* **Given exercise 1**:
In the records below, rewrite the lines from the one containing "the beige trousers" up to and including the one containing "<point>618,401</point>", replacing "beige" with "tan" and leaving everything else as it is.

::: Page excerpt :::

‘Hotel Transylvania 3’ Is the Closest Thing Today’s Kids Have to Classic Looney Tunes

Hotel Transylvania 3. Sony Pictures

No current animation franchise lays stronger claim to the snap, crackle and pop of cartoon entertainment than Hotel Transylvania. With its crew of misfits and its penchant for screen-stretching chases studded with visual gags, it exists in a sweet spot between the rudimentary character comedy of Hanna-Barbera and the visual anarchy of Looney Tunes.

The third installment of the movie franchise, Hotel Transylvania 3: Summer Vacation, delivers reliably on the series’ humble promise of sugared-up monster slapstick. The film is pleasingly mild and distracting. While it overplays its treacly themes of family and finding love in our second act (though Dracula, in fictional age and pop culture mileage, is probably closer to his 30 thousandth act), this matters little to the core audience who have grown up on theses movies and have yet to be disappointed by them.

In a funny prologue full of comic violence, we are introduced to Abraham Van Helsing (series newcomer Jim Gaffigan) and his unsuccessful 120-year effort to kill the vampire Dracula (a returning Adam Sandler, doing a voice that has been annoying many of us for a quarter of a century now). Despite his worrisome feeding habits (never addressed here), Dracula is presented as a good-natured if lovelorn guy who runs a hotel where folks of his ilk can be treated decently, and even get married without attracting fire and pitchforks.

When Dracula’s daughter, the hotel events coordinator Mavis (Selena Gomez), decides he is stressed out, she books him on a surprise cruise vacation along with all of his monster friends: Frank, Dr. Frankenstein’s monster (Kevin James); Griffin, the Invisible Man (David Spade); Wayne the Werewolf (Steve Buscemi) and his chaotic litter of pups; and the rest of the shambling lot. (Mavis must have had a Groupon.) On board the ship, Van Helsing, now a disembodied head attached to a steampunk contraption that gets him around, restarts his quest to kill Dracula while the vampire attempts to find love with the ship’s captain, Ericka (Kathryn Hahn).

:::

* **Given exercise 2**:
Write what comes next in the review of Hotel Transylvania 3, picking up after its last sentence.

::: Dataset rows :::

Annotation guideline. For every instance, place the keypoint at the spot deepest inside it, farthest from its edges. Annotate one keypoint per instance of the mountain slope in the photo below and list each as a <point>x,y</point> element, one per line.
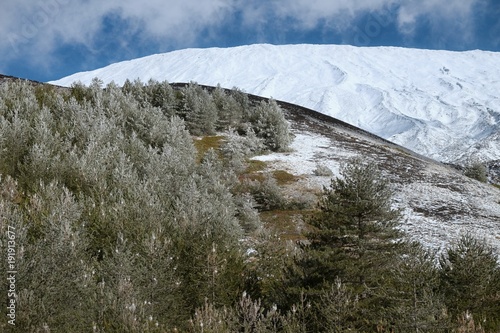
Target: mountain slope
<point>445,105</point>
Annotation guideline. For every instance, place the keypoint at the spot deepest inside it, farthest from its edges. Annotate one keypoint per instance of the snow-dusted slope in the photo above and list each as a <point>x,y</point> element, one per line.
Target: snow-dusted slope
<point>445,105</point>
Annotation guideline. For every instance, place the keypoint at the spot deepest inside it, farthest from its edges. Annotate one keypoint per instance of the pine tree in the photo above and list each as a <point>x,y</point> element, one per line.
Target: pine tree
<point>354,239</point>
<point>470,281</point>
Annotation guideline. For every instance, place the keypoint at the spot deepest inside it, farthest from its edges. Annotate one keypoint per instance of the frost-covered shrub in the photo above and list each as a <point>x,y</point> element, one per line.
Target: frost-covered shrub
<point>247,212</point>
<point>201,112</point>
<point>269,123</point>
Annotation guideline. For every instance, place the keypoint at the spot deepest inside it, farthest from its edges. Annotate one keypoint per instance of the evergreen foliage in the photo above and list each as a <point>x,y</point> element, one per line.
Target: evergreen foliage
<point>122,225</point>
<point>470,281</point>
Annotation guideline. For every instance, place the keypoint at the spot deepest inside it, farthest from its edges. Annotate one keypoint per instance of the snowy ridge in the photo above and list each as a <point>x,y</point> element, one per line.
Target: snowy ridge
<point>442,104</point>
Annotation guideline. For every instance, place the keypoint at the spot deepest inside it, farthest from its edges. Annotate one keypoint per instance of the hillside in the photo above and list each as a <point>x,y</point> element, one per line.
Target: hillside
<point>444,105</point>
<point>188,208</point>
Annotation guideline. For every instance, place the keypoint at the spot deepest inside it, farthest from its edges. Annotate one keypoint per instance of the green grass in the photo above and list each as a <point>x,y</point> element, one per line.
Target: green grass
<point>284,222</point>
<point>205,143</point>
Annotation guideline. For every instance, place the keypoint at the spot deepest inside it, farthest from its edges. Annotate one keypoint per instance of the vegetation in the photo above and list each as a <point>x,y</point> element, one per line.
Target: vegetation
<point>137,209</point>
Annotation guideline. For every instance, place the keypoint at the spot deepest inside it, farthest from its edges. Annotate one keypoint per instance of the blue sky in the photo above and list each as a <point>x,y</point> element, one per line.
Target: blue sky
<point>49,39</point>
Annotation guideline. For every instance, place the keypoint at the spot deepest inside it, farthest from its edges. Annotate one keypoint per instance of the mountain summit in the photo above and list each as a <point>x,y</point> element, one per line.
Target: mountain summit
<point>442,104</point>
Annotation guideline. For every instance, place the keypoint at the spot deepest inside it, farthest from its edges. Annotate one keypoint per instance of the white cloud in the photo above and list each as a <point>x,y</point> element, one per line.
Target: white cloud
<point>34,29</point>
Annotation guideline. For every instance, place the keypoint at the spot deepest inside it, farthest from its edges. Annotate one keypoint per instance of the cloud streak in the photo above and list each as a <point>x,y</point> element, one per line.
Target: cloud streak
<point>36,30</point>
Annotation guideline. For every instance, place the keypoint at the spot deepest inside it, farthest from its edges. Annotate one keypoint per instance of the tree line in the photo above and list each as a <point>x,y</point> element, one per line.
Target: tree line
<point>122,227</point>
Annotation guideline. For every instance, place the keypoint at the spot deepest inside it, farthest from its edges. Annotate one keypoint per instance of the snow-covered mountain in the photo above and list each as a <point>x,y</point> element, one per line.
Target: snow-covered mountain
<point>442,104</point>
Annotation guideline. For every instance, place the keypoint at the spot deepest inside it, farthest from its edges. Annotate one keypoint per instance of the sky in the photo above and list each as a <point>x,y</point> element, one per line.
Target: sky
<point>45,40</point>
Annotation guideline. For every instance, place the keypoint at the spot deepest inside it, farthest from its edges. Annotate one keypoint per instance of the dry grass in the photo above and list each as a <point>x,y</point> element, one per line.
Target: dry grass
<point>205,143</point>
<point>289,224</point>
<point>283,177</point>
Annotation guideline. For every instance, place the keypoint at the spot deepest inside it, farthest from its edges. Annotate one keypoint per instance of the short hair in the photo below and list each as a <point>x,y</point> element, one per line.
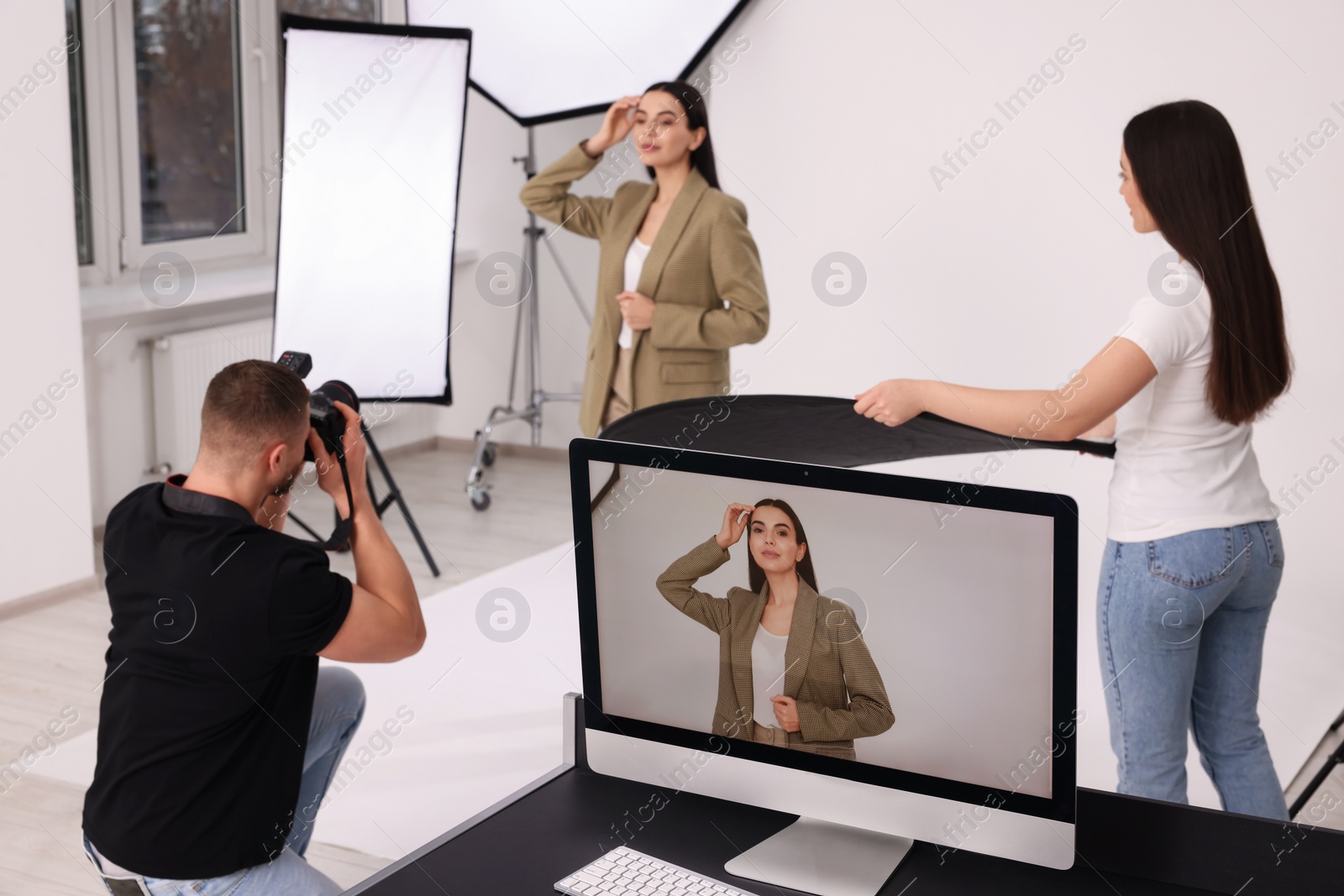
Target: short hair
<point>250,405</point>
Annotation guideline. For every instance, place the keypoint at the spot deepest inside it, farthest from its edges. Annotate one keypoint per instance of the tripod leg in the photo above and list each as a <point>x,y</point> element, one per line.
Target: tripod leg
<point>396,495</point>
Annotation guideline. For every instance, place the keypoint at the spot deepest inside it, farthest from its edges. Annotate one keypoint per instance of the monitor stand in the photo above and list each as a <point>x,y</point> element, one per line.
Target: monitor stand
<point>823,857</point>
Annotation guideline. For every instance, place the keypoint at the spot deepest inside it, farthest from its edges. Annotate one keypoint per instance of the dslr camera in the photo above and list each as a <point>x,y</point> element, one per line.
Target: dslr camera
<point>323,414</point>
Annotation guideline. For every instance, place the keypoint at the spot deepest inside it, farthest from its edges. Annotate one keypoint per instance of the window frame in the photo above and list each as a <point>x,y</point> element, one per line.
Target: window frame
<point>113,143</point>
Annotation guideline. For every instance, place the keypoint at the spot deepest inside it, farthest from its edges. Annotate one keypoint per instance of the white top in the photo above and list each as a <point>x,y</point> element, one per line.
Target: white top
<point>633,266</point>
<point>766,674</point>
<point>1178,466</point>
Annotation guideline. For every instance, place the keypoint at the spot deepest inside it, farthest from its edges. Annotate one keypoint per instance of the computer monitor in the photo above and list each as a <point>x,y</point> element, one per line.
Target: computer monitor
<point>927,684</point>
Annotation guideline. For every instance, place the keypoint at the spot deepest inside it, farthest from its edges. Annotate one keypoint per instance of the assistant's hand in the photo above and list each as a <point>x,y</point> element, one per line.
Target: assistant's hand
<point>785,712</point>
<point>891,402</point>
<point>736,520</point>
<point>328,469</point>
<point>616,125</point>
<point>636,309</point>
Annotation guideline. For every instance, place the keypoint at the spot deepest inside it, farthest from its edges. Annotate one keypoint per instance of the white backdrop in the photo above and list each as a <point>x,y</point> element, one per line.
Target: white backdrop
<point>958,607</point>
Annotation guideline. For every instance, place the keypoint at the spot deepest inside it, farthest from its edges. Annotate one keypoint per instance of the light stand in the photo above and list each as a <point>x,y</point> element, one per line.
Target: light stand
<point>530,311</point>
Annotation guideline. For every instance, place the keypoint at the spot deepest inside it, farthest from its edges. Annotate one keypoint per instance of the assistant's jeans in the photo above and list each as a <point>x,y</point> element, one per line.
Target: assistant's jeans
<point>338,708</point>
<point>1180,629</point>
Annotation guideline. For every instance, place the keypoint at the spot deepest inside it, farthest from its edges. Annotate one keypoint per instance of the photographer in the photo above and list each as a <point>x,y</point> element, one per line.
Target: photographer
<point>218,731</point>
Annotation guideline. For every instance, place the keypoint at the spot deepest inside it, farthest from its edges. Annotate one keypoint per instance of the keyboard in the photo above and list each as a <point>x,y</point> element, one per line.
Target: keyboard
<point>624,872</point>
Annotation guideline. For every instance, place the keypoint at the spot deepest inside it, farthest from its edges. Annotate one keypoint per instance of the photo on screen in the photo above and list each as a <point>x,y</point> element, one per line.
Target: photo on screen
<point>921,638</point>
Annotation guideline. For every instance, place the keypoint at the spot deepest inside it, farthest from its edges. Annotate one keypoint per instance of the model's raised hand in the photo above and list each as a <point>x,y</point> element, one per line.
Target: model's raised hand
<point>736,519</point>
<point>616,125</point>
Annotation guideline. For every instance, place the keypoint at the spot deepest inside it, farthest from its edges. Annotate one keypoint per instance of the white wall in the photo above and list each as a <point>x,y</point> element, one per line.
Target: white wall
<point>46,528</point>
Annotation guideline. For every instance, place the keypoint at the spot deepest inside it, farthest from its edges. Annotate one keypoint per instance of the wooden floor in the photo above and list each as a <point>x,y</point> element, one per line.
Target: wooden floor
<point>51,664</point>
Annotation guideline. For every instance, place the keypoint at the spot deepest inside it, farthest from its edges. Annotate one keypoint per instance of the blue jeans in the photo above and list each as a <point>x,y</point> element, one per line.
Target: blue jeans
<point>338,708</point>
<point>1180,631</point>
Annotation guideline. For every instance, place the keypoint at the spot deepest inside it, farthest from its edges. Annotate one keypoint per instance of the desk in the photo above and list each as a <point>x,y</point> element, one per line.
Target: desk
<point>570,815</point>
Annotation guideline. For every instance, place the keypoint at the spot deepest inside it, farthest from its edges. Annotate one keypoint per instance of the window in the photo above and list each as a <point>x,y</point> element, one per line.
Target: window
<point>175,110</point>
<point>188,107</point>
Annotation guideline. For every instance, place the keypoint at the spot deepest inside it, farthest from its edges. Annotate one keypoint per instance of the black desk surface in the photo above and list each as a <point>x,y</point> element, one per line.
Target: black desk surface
<point>554,831</point>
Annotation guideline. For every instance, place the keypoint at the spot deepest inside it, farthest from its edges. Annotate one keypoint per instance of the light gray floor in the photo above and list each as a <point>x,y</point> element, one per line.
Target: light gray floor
<point>51,658</point>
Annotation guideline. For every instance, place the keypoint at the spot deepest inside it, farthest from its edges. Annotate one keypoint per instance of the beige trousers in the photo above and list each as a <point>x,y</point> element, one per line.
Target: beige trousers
<point>618,401</point>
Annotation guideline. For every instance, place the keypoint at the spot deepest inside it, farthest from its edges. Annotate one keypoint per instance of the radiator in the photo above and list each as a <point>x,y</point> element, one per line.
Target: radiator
<point>183,365</point>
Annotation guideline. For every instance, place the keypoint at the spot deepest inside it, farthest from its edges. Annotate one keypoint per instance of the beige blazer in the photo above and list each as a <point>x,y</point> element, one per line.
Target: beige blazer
<point>702,257</point>
<point>828,669</point>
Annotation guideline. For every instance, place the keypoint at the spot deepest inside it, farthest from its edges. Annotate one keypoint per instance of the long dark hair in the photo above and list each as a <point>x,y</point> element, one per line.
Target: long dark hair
<point>696,116</point>
<point>756,575</point>
<point>1189,174</point>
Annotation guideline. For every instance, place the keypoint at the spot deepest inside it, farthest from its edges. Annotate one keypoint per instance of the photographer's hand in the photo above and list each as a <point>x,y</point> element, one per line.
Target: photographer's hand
<point>385,618</point>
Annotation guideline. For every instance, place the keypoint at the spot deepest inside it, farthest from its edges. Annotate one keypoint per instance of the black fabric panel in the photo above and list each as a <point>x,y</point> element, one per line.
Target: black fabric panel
<point>813,429</point>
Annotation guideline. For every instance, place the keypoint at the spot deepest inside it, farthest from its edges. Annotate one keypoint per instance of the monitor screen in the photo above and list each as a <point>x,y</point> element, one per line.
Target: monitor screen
<point>918,647</point>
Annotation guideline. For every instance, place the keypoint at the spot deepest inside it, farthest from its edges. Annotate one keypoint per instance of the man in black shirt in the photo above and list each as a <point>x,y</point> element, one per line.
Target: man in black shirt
<point>218,731</point>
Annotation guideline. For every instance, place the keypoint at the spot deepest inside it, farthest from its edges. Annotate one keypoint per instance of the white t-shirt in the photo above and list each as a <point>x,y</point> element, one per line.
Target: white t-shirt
<point>633,266</point>
<point>1178,466</point>
<point>766,674</point>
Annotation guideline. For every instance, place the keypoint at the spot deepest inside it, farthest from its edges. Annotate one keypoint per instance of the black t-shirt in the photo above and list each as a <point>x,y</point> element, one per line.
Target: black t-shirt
<point>212,669</point>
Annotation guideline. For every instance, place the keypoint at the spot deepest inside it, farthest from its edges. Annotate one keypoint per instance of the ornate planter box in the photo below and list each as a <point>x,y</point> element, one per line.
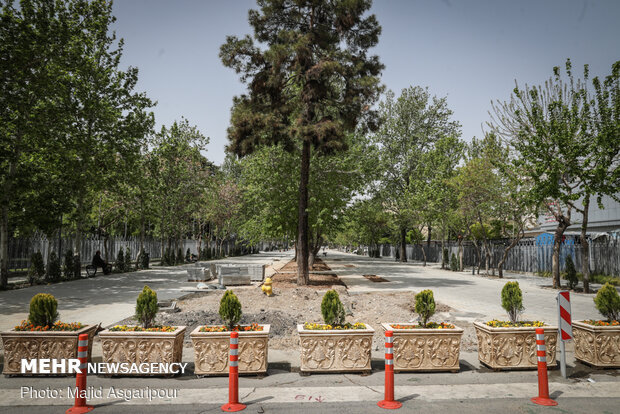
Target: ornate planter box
<point>513,348</point>
<point>29,345</point>
<point>211,351</point>
<point>426,349</point>
<point>142,347</point>
<point>335,350</point>
<point>598,346</point>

:::

* **Task result 1**:
Annotation guideline. For every instance, place the keypoint at the spot deepest inside it, farthest from its edges. Annotate one keypoint per instance of the tan trousers in the photo above and list each as a <point>x,y</point> element, one per line.
Target: tan trousers
<point>618,401</point>

* **Task result 2**:
HOTEL TRANSYLVANIA 3: SUMMER VACATION ★★1/2
(2.5/4 stars)
Directed by: Genndy Tartakovsky
Written by: Genndy Tartakovsky and Michael McCullers
Starring: Adam Sandler, Selena Gomez, Kathryn Hahn, Andy Samberg, Kevin James, Steve Buscemi and Jim Gaffigan
Running time: 107 mins.


By virtue of being a vacation story and having a blood-mad, mustachioed hunter in hot pursuit, this installment comes closer to a stretched out classic Looney Tunes than any of the previous films in the series. (Didn’t it seem like Bugs Bunny, for a creature who did not appear to have a job, was always going on vacation?) The thick symphonic score from Devo’s Mark Mothersbaugh—which underscores the gags with soaring voices, brass and timpani—drives this point home. Merrie Melodies composer Carl Stalling would indeed be proud.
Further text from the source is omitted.